**TASK DIRECTIONS**
In the rows below, copy out word for word every line from the one containing "lawn in the photo above." through the last line of the rows, both ends included.

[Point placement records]
####

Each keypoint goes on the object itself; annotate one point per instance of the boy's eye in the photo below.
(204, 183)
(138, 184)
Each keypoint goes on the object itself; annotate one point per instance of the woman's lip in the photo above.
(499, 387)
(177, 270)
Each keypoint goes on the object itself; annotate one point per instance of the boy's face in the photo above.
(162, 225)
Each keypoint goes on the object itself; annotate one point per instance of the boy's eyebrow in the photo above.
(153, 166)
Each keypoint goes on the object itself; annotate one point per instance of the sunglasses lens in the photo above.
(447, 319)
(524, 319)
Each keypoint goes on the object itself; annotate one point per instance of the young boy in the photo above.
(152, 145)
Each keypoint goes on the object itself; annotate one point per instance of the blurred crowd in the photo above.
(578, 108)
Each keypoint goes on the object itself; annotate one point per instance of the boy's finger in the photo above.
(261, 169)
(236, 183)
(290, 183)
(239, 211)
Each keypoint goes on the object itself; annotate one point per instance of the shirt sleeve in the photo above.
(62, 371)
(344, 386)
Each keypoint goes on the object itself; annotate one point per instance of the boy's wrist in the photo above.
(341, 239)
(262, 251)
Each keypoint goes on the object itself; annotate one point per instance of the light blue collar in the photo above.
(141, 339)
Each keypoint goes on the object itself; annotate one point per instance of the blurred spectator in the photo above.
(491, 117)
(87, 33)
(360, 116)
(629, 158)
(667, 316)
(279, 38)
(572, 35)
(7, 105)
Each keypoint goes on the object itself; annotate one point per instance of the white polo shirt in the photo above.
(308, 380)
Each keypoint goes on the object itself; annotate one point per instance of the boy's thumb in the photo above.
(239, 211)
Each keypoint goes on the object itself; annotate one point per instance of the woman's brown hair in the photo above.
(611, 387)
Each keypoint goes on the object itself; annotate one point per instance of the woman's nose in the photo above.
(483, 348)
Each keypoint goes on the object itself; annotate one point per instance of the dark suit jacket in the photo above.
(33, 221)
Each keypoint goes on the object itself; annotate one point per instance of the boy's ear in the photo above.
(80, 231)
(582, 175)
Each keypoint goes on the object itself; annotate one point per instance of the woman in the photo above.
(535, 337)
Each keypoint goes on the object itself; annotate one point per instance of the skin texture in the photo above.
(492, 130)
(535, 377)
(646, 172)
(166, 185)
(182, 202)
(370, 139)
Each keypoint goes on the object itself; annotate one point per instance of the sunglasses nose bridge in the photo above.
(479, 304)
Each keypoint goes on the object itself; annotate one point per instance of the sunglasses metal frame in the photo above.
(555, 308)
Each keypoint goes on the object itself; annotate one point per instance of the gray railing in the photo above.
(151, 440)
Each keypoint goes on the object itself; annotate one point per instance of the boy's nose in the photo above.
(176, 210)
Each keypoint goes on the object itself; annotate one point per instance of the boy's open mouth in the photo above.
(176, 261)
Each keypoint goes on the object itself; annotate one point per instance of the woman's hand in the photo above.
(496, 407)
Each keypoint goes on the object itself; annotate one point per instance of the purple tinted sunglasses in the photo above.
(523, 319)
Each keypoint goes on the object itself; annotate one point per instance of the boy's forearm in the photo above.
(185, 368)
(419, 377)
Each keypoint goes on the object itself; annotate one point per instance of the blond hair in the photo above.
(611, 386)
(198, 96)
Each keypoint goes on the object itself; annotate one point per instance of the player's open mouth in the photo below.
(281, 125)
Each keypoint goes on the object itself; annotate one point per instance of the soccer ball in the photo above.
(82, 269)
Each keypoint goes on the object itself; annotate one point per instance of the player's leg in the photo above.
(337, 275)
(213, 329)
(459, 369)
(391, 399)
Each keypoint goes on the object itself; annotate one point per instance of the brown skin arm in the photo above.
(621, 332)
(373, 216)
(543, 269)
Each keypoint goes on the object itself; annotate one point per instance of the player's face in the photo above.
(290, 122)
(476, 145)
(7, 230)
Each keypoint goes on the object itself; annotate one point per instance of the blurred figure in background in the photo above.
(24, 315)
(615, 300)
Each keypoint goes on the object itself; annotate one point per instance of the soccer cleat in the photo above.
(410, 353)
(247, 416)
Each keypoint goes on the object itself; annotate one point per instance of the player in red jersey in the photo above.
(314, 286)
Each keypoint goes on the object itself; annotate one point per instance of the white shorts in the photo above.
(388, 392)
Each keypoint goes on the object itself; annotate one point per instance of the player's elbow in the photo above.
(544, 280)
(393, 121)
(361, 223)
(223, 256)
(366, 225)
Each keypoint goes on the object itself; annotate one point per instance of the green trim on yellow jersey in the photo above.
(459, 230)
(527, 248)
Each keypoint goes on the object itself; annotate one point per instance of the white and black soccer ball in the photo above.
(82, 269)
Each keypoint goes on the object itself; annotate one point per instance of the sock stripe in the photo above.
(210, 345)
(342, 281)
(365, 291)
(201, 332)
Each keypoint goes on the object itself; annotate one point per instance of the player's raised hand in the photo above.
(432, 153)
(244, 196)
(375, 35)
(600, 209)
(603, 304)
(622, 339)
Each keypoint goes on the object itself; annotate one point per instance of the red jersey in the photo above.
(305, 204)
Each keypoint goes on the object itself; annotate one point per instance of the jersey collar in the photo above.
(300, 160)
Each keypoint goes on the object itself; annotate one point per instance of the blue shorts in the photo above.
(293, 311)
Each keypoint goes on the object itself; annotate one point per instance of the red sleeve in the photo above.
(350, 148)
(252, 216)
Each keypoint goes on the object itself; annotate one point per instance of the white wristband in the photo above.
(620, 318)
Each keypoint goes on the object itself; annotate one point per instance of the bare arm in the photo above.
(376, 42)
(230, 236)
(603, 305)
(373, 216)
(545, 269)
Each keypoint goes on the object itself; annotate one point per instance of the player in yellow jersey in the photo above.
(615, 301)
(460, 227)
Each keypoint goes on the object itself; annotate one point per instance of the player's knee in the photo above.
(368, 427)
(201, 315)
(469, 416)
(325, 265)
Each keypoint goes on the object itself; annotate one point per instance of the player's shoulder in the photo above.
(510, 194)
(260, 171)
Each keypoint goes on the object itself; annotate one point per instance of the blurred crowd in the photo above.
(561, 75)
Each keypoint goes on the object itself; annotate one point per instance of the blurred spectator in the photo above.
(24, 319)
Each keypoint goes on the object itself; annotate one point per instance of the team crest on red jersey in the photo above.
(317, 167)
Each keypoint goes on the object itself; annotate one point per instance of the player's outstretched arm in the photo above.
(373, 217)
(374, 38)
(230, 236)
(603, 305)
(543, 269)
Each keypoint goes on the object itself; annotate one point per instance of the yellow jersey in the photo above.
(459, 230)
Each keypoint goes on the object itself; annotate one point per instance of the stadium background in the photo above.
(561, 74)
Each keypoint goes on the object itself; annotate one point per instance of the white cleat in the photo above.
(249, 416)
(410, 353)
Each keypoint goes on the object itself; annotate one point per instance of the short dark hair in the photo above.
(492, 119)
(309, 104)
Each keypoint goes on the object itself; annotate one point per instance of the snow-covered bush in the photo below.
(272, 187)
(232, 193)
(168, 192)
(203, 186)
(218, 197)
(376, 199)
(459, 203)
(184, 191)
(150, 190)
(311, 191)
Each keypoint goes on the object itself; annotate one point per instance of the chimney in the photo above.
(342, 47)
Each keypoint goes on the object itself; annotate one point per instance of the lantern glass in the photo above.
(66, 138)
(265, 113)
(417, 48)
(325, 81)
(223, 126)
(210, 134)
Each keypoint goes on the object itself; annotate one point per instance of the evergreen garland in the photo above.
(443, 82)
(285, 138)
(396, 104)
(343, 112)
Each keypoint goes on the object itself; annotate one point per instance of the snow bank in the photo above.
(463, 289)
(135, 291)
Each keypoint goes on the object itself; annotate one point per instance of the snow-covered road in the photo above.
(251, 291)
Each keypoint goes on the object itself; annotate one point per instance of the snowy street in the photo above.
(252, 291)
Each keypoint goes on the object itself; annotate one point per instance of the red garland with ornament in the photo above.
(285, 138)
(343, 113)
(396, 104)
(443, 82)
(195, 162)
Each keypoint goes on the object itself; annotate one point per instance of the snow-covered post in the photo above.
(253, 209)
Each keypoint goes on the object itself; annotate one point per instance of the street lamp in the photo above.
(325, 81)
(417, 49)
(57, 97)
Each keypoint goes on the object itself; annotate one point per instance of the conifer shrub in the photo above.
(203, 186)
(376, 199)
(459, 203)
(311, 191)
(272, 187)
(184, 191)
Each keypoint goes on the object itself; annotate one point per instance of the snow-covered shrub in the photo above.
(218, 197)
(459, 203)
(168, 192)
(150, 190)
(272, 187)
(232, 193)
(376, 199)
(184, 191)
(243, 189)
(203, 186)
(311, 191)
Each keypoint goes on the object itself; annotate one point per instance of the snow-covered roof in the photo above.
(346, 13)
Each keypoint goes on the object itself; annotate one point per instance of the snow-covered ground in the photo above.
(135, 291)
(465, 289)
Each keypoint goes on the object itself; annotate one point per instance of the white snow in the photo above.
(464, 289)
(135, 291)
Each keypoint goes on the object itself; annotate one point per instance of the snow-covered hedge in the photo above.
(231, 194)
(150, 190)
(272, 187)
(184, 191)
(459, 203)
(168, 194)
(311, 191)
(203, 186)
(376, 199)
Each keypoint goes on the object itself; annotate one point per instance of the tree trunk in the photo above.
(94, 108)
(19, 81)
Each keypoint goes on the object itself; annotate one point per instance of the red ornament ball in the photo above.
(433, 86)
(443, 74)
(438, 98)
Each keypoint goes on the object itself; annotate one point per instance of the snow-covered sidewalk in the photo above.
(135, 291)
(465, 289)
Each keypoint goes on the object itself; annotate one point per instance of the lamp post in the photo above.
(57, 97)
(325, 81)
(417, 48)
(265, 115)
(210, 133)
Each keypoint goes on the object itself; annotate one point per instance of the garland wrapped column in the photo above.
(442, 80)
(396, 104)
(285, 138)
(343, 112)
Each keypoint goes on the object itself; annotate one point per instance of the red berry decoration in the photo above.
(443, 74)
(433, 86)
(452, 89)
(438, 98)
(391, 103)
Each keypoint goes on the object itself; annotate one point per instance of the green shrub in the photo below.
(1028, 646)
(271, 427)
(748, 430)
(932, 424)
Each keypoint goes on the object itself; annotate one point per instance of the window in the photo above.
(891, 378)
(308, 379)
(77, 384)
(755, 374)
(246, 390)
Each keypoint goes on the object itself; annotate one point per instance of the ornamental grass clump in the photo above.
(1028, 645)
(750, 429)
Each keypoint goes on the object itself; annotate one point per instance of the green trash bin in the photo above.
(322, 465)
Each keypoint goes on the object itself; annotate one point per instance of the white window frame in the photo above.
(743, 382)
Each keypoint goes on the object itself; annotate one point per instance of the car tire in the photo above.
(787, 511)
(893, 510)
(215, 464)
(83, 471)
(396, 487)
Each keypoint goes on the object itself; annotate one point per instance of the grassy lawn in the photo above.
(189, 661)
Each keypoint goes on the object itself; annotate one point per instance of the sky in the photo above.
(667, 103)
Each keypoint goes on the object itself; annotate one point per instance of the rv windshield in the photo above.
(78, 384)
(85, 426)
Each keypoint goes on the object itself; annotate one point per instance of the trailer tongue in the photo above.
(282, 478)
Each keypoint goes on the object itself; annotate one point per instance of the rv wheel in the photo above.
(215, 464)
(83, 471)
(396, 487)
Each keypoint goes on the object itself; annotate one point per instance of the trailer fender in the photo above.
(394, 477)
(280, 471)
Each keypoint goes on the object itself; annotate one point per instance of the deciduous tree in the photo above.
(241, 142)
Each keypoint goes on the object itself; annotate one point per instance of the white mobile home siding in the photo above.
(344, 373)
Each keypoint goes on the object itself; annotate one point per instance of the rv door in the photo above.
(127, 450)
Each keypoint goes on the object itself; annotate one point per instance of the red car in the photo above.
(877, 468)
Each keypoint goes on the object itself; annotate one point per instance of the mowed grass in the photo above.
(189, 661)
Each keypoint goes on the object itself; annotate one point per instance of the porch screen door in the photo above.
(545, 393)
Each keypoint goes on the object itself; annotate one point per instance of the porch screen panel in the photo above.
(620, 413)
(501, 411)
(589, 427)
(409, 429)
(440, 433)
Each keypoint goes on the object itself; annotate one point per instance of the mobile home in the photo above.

####

**THE RESULT**
Each keypoint goes on the object itself; annotate one point per instance of the grassy lawn in the photo above.
(189, 661)
Each keypoint goes on the object itself; annotate one point per instance of the sky in the photo above.
(667, 103)
Each keypoint goes on the object itself; annotate one point per instance of the rv windshield in the photo above.
(78, 384)
(85, 426)
Each keypoint goes on the object itself; annotate one point per instance of the trailer tongue in the photo above.
(282, 478)
Each keypoint goes on the object itself; annotate one point per instance of the rv wheel in the photo above.
(215, 464)
(83, 471)
(396, 487)
Each keypoint goes on the object itself; annotate one point per instance of the trailer fender in the photo above.
(394, 477)
(280, 471)
Each keypoint goes on the object itself; annotate one point per instance of the deciduous tree in the photo above.
(241, 142)
Each keypoint goes on the object itself; annotate one point per instance of the white mobile home siding in the photo above.
(344, 373)
Each keypoint goes on the object itself; annotate one point per instance of the rv door in the photo above.
(127, 450)
Each keypoint goes on the object itself; annotate one point per instance of the red car in the photo above.
(877, 468)
Each keypoint goes on the object itself; annotate one point per instance of the mowed grass in the photo above.
(189, 661)
Each keypoint goes on the object itself; annotate one point per instance of the porch screen door in the photo above.
(545, 393)
Each keypoint goes on the object itself; annotate one point per instance of the porch screen panel in the photo above.
(620, 413)
(501, 411)
(589, 427)
(409, 429)
(440, 433)
Each keypoint goes on the object itself; annotate one point per instance of the mobile home in the photo above.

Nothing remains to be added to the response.